(Beginning of RECORDED INFORMATION)

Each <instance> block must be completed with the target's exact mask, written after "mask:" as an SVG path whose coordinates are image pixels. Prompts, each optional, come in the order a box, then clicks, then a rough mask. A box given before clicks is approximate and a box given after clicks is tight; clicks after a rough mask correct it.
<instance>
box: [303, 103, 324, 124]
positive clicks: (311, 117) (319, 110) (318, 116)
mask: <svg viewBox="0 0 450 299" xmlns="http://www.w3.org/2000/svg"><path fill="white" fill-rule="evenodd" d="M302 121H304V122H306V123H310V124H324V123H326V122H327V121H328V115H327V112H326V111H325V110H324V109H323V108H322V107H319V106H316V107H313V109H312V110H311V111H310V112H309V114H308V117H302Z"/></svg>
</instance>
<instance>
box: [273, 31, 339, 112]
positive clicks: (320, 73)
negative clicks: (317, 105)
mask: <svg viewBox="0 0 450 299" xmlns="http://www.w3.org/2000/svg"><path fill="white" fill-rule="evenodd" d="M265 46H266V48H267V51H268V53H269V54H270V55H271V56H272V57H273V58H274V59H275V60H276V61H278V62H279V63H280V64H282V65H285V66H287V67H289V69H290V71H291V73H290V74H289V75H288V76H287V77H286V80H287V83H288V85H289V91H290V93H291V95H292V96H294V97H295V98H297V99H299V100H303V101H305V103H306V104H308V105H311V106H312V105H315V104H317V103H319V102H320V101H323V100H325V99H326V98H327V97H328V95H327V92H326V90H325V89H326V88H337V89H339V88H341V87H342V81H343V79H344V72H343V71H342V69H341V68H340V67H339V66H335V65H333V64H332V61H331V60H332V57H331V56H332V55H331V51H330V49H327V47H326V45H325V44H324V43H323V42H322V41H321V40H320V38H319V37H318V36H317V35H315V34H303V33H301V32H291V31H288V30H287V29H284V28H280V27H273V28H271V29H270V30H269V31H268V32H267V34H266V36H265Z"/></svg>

(End of RECORDED INFORMATION)

=== PROBLEM STATEMENT ===
Could you copy out the data in full, exactly as it is written?

=== ANSWER AREA ===
Each <instance> block must be completed with the target's exact mask, written after "mask:" as an SVG path whose coordinates are image pixels. Prompts, each optional, come in the order a box, then clicks, then a rough mask. A box given before clicks is approximate and a box given after clicks is tight; clicks after a rough mask correct it.
<instance>
box: [303, 103, 324, 124]
positive clicks: (311, 117) (319, 110) (318, 116)
mask: <svg viewBox="0 0 450 299" xmlns="http://www.w3.org/2000/svg"><path fill="white" fill-rule="evenodd" d="M302 121H304V122H306V123H310V124H324V123H326V122H327V121H328V115H327V112H326V111H325V110H324V109H323V108H322V107H319V106H316V107H313V109H312V110H311V111H310V112H309V114H308V117H302Z"/></svg>
</instance>
<instance>
box: [273, 31, 339, 112]
positive clicks: (320, 73)
negative clicks: (317, 105)
mask: <svg viewBox="0 0 450 299" xmlns="http://www.w3.org/2000/svg"><path fill="white" fill-rule="evenodd" d="M265 46H266V48H267V51H268V53H269V54H270V55H271V56H272V57H273V58H274V59H275V60H276V61H278V62H279V63H280V64H282V65H285V66H287V67H289V69H290V71H291V73H290V74H289V75H288V76H287V77H286V80H287V83H288V85H289V91H290V93H291V95H292V96H294V97H295V98H297V99H299V100H303V101H305V103H306V104H308V105H311V106H312V105H315V104H317V103H319V102H320V101H323V100H325V99H326V98H327V97H328V95H327V92H326V90H325V89H326V88H337V89H339V88H341V87H342V81H343V79H344V72H343V71H342V69H341V68H340V67H339V66H335V65H333V64H332V61H331V60H332V57H331V56H332V55H331V51H330V49H327V47H326V45H325V44H324V43H323V42H322V41H321V40H320V38H319V37H318V36H317V35H315V34H303V33H301V32H291V31H288V30H287V29H284V28H280V27H273V28H271V29H270V30H269V31H268V32H267V34H266V36H265Z"/></svg>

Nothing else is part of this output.